**Work request:**
Transcribe the records word for word, leaving nothing out.

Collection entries
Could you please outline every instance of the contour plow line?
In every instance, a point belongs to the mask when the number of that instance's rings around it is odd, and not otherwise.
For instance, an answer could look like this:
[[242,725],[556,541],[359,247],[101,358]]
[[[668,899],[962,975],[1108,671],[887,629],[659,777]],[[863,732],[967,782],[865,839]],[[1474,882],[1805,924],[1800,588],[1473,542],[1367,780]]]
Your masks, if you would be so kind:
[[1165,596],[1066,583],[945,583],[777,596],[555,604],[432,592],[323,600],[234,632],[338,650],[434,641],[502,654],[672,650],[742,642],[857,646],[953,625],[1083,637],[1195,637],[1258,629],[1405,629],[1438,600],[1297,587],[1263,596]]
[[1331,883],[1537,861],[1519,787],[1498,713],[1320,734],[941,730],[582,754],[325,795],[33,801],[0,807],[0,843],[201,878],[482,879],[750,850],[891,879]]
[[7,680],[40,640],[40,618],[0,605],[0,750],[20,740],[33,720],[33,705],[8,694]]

**Problem solution:**
Could you please outline every instance of the contour plow line?
In every instance, a point belongs to the mask when the number of that instance's rings around it is odd, and not otherwise.
For instance, an answer could look like this:
[[242,725],[556,541],[359,247],[101,358]]
[[[668,899],[962,975],[1108,671],[887,629],[659,777]],[[863,732],[967,782],[865,839]],[[1474,882],[1805,924],[1800,588],[1473,542],[1367,780]]]
Your masks, if you would be so kind:
[[1165,596],[1066,583],[945,583],[777,596],[555,604],[432,592],[323,600],[234,632],[338,650],[434,641],[502,654],[672,650],[742,642],[857,646],[953,625],[1083,637],[1195,637],[1258,629],[1405,629],[1438,600],[1297,587],[1263,596]]
[[1331,883],[1537,861],[1519,787],[1498,713],[1320,734],[941,730],[582,754],[325,795],[33,801],[0,807],[0,843],[201,878],[482,879],[750,850],[891,879]]
[[7,680],[40,640],[40,618],[0,605],[0,750],[20,740],[33,720],[33,705],[8,694]]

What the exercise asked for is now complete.